- Work to be completed -
Copy out all of the material below line for line, without the pictures.

---*---

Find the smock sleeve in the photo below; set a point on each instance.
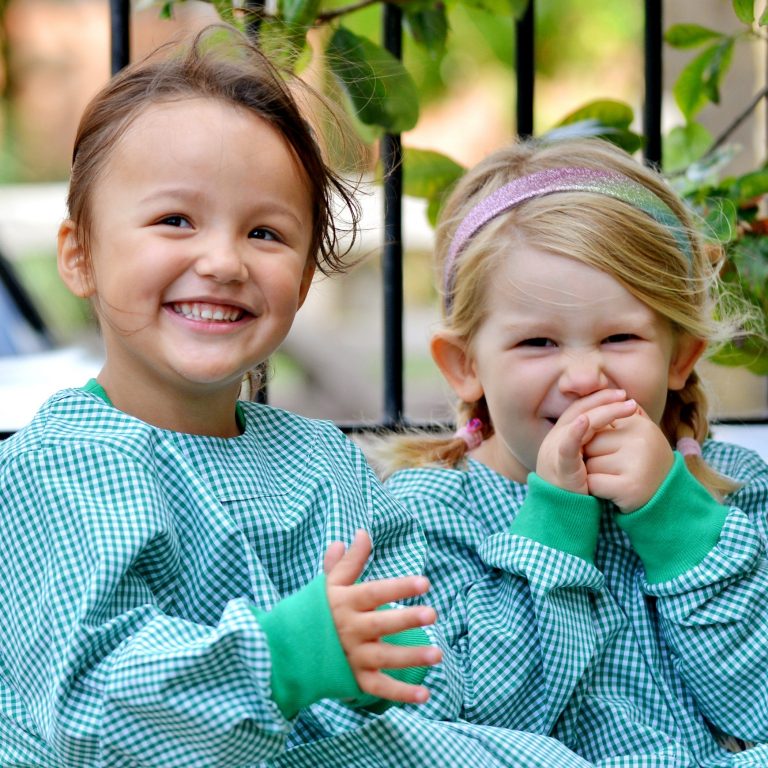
(518, 613)
(705, 563)
(105, 662)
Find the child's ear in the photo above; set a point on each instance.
(306, 280)
(455, 361)
(73, 266)
(688, 350)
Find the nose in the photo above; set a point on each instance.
(221, 261)
(582, 373)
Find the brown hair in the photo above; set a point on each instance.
(218, 63)
(608, 234)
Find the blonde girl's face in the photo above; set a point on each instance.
(199, 254)
(556, 331)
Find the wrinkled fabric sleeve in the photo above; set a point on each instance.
(109, 671)
(714, 615)
(518, 615)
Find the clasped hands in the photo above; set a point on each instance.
(606, 446)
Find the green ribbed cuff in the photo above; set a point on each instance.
(308, 661)
(562, 520)
(677, 528)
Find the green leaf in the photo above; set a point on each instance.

---*---

- Answer below -
Find the smock sleeve in the photo below; set a point on each instance.
(518, 613)
(705, 563)
(105, 662)
Find the child's ear in the photo above; set a point on each instance.
(306, 280)
(455, 361)
(73, 266)
(688, 350)
Find the nose in the photo above; set a point on each instance.
(221, 261)
(582, 373)
Find the brown hair in the photo above; set a point on each instance.
(218, 63)
(608, 234)
Find the blonde girl's face in the photo above; set a point on each instance.
(199, 254)
(556, 331)
Find the wrinkled fabric sleeve in the photo above; set a point on each instance.
(109, 671)
(714, 615)
(518, 615)
Find the clasped hands in the photo above; set a point on each instance.
(606, 446)
Find the green ribbed cuff in the photo above; set a point on each instance.
(308, 661)
(562, 520)
(677, 528)
Find the green leaf in the photo above; set a point on each instance.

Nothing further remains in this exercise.